▶ To be done:
Locate the line with "For each instance of the green top, set" in the material. Copy that line and each one after it, through the last, exactly and with nothing else.

▶ Supplied data:
++++++++++++++++++++

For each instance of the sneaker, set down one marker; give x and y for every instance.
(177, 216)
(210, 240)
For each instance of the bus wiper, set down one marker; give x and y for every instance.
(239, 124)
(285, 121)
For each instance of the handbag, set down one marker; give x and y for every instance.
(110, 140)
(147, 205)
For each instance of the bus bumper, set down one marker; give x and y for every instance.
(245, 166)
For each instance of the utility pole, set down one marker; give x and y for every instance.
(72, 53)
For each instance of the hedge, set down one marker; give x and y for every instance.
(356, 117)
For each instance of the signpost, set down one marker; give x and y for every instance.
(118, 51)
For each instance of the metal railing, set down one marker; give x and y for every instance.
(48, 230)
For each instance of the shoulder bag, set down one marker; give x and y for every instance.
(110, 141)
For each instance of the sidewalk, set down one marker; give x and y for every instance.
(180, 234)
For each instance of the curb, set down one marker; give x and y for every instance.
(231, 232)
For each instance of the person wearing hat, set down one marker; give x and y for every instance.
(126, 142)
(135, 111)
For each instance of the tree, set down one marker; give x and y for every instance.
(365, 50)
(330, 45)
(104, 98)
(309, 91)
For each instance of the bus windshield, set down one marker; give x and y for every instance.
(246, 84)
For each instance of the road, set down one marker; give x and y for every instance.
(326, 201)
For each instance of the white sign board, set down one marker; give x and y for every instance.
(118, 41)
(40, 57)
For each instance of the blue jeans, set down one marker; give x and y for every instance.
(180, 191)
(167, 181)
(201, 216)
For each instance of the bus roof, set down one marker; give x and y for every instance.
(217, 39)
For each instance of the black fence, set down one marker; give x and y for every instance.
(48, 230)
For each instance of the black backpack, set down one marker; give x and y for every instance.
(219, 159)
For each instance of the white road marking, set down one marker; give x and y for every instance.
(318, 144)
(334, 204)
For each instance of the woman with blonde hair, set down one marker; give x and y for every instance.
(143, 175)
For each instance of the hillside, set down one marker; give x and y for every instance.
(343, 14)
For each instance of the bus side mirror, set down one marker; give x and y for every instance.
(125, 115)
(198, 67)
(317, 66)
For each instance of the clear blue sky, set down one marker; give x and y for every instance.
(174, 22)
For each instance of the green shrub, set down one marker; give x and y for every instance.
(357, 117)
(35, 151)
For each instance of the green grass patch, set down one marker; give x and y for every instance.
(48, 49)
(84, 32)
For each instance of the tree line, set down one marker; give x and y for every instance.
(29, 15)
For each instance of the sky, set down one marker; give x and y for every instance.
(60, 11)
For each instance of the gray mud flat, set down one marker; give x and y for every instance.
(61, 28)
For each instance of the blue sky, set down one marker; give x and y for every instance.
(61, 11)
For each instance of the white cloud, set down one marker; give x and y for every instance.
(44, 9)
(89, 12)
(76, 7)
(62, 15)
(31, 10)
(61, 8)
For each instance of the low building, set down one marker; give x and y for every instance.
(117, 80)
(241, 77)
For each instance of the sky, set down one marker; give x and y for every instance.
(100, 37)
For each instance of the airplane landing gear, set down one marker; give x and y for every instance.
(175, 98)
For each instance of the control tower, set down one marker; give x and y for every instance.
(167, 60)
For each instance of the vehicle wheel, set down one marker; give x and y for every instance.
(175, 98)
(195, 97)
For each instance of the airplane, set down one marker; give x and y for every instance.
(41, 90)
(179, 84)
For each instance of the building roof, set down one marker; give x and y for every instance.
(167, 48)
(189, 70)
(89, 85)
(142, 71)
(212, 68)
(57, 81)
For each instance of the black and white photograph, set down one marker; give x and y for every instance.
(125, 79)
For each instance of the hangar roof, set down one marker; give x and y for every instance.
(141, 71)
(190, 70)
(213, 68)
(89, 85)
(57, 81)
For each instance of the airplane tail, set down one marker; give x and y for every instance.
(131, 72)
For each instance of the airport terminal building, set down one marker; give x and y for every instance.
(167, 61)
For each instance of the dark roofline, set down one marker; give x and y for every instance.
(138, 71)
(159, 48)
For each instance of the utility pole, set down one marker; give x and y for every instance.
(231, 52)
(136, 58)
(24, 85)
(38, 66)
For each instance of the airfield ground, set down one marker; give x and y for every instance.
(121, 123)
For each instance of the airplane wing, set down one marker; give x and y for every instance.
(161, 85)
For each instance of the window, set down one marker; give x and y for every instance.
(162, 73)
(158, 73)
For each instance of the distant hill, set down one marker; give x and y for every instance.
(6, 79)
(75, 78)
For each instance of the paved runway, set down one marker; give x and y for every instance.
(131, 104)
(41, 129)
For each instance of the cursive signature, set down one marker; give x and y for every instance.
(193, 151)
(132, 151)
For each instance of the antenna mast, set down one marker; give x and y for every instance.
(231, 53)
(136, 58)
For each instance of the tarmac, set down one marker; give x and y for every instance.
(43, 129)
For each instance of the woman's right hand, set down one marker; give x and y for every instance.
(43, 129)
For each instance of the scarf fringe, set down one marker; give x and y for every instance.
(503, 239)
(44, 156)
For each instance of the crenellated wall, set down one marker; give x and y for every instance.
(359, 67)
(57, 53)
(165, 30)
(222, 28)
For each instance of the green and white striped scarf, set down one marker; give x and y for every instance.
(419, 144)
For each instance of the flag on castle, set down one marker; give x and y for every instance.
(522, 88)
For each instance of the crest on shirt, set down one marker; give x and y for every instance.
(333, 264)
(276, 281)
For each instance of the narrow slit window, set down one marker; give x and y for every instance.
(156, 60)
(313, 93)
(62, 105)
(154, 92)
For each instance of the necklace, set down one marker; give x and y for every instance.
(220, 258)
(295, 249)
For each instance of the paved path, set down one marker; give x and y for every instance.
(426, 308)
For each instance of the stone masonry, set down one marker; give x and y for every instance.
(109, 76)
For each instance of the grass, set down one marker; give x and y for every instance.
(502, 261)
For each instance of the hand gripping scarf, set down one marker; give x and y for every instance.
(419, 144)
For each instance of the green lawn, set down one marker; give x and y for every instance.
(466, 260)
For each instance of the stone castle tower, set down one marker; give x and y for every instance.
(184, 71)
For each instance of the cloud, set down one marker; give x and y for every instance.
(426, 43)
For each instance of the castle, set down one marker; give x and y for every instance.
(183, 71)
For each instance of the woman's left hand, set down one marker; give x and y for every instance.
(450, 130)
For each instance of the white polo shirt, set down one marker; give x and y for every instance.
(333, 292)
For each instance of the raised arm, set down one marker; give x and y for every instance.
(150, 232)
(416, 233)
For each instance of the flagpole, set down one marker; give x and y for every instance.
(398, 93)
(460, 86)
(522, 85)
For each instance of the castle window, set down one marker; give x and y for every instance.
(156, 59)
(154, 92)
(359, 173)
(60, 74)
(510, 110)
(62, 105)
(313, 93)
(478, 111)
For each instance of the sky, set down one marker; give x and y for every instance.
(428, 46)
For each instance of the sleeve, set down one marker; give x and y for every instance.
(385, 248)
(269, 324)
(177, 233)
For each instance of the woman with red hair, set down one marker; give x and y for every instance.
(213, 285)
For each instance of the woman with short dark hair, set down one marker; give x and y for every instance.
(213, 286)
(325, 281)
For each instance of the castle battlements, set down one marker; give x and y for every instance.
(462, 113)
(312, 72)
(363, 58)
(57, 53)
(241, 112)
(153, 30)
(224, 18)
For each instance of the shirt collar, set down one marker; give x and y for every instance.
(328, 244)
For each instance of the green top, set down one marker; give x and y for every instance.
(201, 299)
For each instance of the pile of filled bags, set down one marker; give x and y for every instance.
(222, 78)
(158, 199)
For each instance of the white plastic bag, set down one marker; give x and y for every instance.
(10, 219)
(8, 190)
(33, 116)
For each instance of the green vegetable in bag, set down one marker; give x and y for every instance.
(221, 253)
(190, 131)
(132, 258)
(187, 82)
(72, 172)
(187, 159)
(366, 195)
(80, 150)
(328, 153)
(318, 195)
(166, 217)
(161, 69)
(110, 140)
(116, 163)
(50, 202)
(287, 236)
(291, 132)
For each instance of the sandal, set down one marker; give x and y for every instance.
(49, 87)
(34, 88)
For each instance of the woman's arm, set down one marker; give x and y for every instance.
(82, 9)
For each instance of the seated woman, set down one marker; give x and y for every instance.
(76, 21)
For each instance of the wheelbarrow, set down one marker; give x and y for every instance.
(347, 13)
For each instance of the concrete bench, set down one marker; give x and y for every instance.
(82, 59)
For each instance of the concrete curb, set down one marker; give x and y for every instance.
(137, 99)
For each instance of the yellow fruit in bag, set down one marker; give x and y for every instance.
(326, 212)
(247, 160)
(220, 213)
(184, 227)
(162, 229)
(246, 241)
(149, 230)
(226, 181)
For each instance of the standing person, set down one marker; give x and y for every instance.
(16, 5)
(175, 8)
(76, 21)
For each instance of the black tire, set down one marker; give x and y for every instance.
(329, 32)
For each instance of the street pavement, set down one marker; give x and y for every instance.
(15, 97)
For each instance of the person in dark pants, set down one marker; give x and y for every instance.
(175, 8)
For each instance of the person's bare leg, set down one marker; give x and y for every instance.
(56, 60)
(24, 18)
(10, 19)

++++++++++++++++++++

▶ Right answer:
For each instance of the green top, set down one marker; give x and y for every instance.
(201, 299)
For each instance of the pile of filled bags, set down one marker; give x and y for every instance.
(222, 78)
(158, 199)
For each instance of the white plastic bag, set down one marker; give x and y for every instance.
(10, 219)
(8, 190)
(33, 116)
For each instance of the green vegetable in bag, set down one marker; give x and y for every instance.
(221, 253)
(190, 131)
(132, 258)
(187, 82)
(72, 172)
(187, 159)
(366, 195)
(80, 150)
(328, 153)
(318, 195)
(166, 217)
(161, 69)
(110, 140)
(116, 163)
(50, 202)
(287, 236)
(291, 132)
For each instance of the sandal, set down one marker; give x and y for every instance.
(49, 87)
(34, 88)
For each instance of the woman's arm, set down one marker; give x and y for every instance.
(82, 9)
For each instance of the seated woman, set down one marker; give x and y for every instance.
(76, 21)
For each instance of the wheelbarrow, set down one marker; give x and y for every instance.
(347, 13)
For each instance of the concrete bench, set down one marker; give x and y for every instance.
(82, 59)
For each instance of the concrete curb, set down one marker; give x and y for every instance.
(137, 99)
For each instance of the yellow fruit in bag, set down one marker; give x and y for every instance.
(326, 212)
(247, 160)
(220, 213)
(184, 227)
(162, 229)
(246, 241)
(149, 230)
(226, 181)
For each instance of the standing person, set down one marker; give x and y for every instance.
(16, 5)
(175, 8)
(76, 21)
For each instance of the black tire, set down one marker; give x and y for every instance.
(329, 32)
For each instance of the street pavement, set down one marker; give x and y for every instance.
(15, 97)
For each instance of the person in dark pants, set down one marker; give x and y for every instance.
(175, 8)
For each instance of the person's bare leg, set down one marker; give x and y for every instance.
(56, 60)
(24, 18)
(10, 19)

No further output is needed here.